**SET OF TASKS:**
1/ Reproduce the Site C dam passage, starting at the words "Horgan announced February" and ending after the words "at $16 billion.".
2/ Answer these questions about the Site C dam passage:
(a) On what date did Horgan announce that the government will finish the project?
(b) How much money had already been spent on the project?
(c) According to Horgan, how many workers would have been laid off if Site C had been cancelled?
3/ Write the next part of the Site C dam passage, picking up after its final sentence.

** EXCERPT TO READ follows **

Premier John Horgan assumed the demeanour of a physician delivering bad news to a patient when he revealed the findings of Peter Milburn’s review of the Site C dam project.
Horgan announced February 26 that the government will finish building the hydroelectric megaproject, despite new estimates that now put the cost of completing the project at $16 billion.
The capital cost of the dam had already jumped from $8.6 billion under the BC Liberal government, to $10.7 under the BC NDP, and hit its most recent estimate thanks to pandemic-related delays and some troublesome geotechnical challenges.
A number of recent analyses by economists, and energy and public policy experts suggest that, if the project were to go much over $10.7 billion, it would make sense to cancel the project now, even though it is half complete and $6 billion has been spent, and instead meet B.C.’s future energy demands with natural gas power or wind and battery storage.
But cancelling the project now would be an even worse deal for taxpayers, the government concludes.
"Cancelling Site C when it was half done would have meant laying off 4,500 workers, just as we're coming out of the impact of the pandemic," Horgan said at a press conference. "It would have left us with a $10 billion debt and nothing to show for it.
Some experts offer a way out for the Horgan government, should it decide to complete the project, by suggesting that it partner up with Alberta on a regional clean power strategy.

** End of EXCERPT TO READ **
** DATASET EXTRACT follows **

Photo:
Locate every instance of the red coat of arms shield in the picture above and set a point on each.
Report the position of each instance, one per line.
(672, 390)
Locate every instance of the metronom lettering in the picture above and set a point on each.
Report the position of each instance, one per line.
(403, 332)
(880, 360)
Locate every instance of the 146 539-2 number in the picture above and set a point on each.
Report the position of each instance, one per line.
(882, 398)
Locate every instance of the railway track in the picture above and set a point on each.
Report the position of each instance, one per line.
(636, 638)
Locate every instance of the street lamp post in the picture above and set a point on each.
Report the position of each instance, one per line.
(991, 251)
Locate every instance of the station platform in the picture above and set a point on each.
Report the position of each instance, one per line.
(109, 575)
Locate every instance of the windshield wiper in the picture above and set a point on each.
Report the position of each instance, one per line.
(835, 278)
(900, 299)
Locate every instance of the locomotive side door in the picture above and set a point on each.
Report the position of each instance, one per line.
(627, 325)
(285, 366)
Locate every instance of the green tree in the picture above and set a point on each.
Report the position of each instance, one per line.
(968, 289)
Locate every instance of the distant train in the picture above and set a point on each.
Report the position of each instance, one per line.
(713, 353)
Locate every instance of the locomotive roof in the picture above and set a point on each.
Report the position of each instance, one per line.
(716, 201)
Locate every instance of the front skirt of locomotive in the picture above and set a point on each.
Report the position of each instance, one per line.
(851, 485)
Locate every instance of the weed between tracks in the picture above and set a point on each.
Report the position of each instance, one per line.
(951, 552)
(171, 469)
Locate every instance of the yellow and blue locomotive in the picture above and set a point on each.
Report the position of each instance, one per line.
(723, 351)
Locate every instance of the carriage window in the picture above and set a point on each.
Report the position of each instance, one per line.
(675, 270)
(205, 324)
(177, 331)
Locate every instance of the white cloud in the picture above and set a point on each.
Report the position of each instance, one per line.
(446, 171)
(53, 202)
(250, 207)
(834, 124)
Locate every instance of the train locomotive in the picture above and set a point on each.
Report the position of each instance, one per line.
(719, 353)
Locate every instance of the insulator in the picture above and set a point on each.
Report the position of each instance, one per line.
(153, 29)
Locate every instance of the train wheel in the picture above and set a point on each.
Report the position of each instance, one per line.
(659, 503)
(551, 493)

** End of DATASET EXTRACT **

**EXERCISE ANSWERS:**
1/
Horgan announced February 26 that the government will finish building the hydroelectric megaproject, despite new estimates that now put the cost of completing the project at $16 billion.

2/
(a) February 26
(b) $6 billion
(c) 4,500

3/
Whatever the size of its eventual total overrun, Site C is by no means unique as a budget buster. Most large hydroelectric dams end up going significantly over budget and most suffer delays in getting built, according to a commission of inquiry into the Muskrat Falls project in Labrador, which is also on track to cost roughly double its original estimated capital outlay.
The inquiry examined 274 hydroelectric dam projects around the world, and found the average cost overrun to be 96%. In other words, twice the original estimate is the norm for large hydroelectric dam projects.
“The data also show that on average dams nearly double their budget,” the commission notes.
Schedule delays are also the norm.
“The data show that schedule overrun is more likely than not. Eight out of 10 past hydro-electric dams were delayed.”
The only other energy projects that suffer even worse delays and cost overruns are nuclear power plants, the commission found.
While unexpected geotechnical challenges like the one now plaguing Site C are often a contributing factor to ballooning budgets, the real problem, according to the commission of inquiry, is governments and utilities lowballing the cost estimates from the start.
Large dam projects almost universally exceed budgets, the report states, due to political “bias” and “optimism.”
“Often cost and schedule overruns are explained by unforeseen conditions and adverse events, e.g. unforeseen geology, project complexity, scope changes, bad weather,” the inquiry report notes.
“However, these are not root causes. The root causes of cost overruns and schedule delays can be found in optimism and political bias in estimates of geology, complexity, scope, weather, etc., which translate into underestimates of cost and schedule, which later turn into cost and schedule overruns.”
In hindsight, the previous Liberal government might have avoided some of the problems now plaguing Site C had it not exempted the project from a thorough review by the BC Utilities Commission (BCUC). The commission might well have recommended against the project in favour of other energy sources to meet B.C. future power needs.
In an opinion piece in December, Simon Fraser University sustainable energy economist Mark Jaccard (a former BCUC commissioner) and University of Calgary public policy professor Blake Shaffer suggested the project should probably never have been sanctioned in the first place, given the falling costs of wind power.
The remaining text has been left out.